-- START OF QUOTED PASSAGE --

While the effectiveness of Sterimol parameters in various contexts has been successfully demonstrated,[9b,10a,11] this steric descriptor still lacks information about the position along L at which steric bulk resides. For example, as depicted in Figure 3, Sterimol measures of the CH2t-Bu substituent are 1.52 (B1), 4.18 (B5), and 4.89 (L).[15] Comparatively, the Sterimol system describes nPr, a group with its own distinct apparent steric bulk, as nearly isosteric with CH2t-Bu, measuring 1.52 (B1), 3.49 (B5), and 4.92 (L). A similar parameter deficiency occurs for electronic description. The presence of R-group chlorine atoms, particularly trichloromethyl, generally enhances selectivity (in the absence of branching), independent of the chlorine atom distance from the −NH2 group of the sulfamate moiety. This observation cannot be explained through the use of the ubiquitous electronic descriptor, pKa, or any descriptor of induction.[16] These apparent limitations warrant a more sophisticated approach to characterize the underlying selectivity trends in C–H amination. Thus, we have turned to IR molecular vibrations, which were recently demonstrated as an effective parameter for the development of free-energy type relationships.[10a] Derived from the unique vibrational fingerprint of every molecule and representative of the fundamental energies, bond strengths, and dipole moments contained therein, IR stretches were computationally calculated for each sulfamate ester using M06–2X/TZVP.[17]

While the reactive oxidant believed to be involved in the selectivity-defining step of the Rh-catalyzed amination is a Rh-nitrene (f, Figure 1b), our computed vibrational data are from the sulfamate ester and not the nitrenoid. As noted above, the differential energy between nitrenoid transition states (ΔΔG‡) is responsible for benzylic versus tertiary amination ratios. Our working hypothesis, for which we provide supporting evidence, is that modifications to the nitrene precursor (i.e., sulfamate ester) commensurately impact molecular properties of the selectivity-defining transition states (vide infra).[13] This is an important qualification, which allows ground state IR frequencies and intensities to be computed for the simplest of these species, the sulfamate ester. This approach significantly reduces the computational effort, making the methodology tractable.

-- END OF QUOTED PASSAGE --

* [SHORT TASK 1] In the C–H amination passage, which computational method was used to calculate the IR stretches for each sulfamate ester?
* [SHORT TASK 2] Copy the part of the C–H amination passage starting at "While the reactive" and ending at "the methodology tractable.", word for word.

-- START OF STORED RECORDS --

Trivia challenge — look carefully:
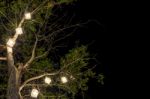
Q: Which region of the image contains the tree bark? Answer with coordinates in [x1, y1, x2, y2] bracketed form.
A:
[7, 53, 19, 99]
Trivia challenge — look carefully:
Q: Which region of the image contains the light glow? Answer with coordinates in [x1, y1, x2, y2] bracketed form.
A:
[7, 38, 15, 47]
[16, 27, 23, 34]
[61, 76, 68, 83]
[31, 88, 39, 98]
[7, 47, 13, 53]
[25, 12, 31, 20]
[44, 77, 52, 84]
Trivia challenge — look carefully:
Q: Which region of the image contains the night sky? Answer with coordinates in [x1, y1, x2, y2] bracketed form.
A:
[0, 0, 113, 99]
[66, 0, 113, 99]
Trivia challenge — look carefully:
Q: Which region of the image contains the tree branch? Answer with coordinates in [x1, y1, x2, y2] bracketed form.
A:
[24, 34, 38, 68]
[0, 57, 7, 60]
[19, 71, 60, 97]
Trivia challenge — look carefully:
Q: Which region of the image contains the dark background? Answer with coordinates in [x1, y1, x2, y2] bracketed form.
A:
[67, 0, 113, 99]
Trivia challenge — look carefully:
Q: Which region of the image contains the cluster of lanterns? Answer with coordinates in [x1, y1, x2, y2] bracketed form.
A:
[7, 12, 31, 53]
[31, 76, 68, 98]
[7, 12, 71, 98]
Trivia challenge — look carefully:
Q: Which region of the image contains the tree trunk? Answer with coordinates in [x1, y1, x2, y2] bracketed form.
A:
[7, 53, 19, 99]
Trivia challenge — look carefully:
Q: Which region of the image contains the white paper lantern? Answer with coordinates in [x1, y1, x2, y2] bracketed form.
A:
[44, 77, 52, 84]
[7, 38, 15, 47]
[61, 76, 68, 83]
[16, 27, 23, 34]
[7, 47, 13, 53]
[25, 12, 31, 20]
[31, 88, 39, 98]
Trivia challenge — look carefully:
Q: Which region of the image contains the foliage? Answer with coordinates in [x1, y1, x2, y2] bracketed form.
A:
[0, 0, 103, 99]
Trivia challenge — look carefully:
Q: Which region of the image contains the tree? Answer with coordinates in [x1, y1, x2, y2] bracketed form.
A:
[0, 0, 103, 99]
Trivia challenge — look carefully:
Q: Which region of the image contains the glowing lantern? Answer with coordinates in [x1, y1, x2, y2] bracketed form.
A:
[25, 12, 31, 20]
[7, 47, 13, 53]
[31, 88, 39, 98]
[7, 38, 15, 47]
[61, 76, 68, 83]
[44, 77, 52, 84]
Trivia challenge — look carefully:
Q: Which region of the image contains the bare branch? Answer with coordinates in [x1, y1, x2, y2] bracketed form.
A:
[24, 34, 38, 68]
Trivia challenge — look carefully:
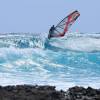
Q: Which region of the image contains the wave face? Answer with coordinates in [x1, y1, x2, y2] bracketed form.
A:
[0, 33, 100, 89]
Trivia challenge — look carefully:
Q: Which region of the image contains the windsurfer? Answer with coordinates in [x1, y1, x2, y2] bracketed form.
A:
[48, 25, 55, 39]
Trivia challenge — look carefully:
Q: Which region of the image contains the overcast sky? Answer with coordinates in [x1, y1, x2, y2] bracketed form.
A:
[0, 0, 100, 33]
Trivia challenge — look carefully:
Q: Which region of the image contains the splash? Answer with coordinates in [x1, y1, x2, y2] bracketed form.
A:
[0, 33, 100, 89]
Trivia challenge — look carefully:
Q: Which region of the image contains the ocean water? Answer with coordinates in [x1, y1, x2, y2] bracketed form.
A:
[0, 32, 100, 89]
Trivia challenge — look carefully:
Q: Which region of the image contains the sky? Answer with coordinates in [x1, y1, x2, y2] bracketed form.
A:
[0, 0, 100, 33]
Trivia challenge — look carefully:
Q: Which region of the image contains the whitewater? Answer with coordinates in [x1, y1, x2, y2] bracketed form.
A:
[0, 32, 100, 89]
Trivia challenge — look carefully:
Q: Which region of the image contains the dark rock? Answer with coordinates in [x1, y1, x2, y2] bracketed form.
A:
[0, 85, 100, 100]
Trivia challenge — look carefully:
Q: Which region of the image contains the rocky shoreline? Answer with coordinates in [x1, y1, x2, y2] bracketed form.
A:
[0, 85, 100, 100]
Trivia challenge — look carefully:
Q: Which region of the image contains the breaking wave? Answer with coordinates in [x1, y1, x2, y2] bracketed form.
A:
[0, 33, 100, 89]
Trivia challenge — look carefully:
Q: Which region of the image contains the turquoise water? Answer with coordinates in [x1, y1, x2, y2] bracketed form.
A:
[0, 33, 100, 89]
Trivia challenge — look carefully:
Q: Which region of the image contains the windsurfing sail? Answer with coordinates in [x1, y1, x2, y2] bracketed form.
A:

-- END OF STORED RECORDS --

* [WRITTEN SOLUTION 1] M06–2X/TZVP

* [WRITTEN SOLUTION 2]
While the reactive oxidant believed to be involved in the selectivity-defining step of the Rh-catalyzed amination is a Rh-nitrene (f, Figure 1b), our computed vibrational data are from the sulfamate ester and not the nitrenoid. As noted above, the differential energy between nitrenoid transition states (ΔΔG‡) is responsible for benzylic versus tertiary amination ratios. Our working hypothesis, for which we provide supporting evidence, is that modifications to the nitrene precursor (i.e., sulfamate ester) commensurately impact molecular properties of the selectivity-defining transition states (vide infra).[13] This is an important qualification, which allows ground state IR frequencies and intensities to be computed for the simplest of these species, the sulfamate ester. This approach significantly reduces the computational effort, making the methodology tractable.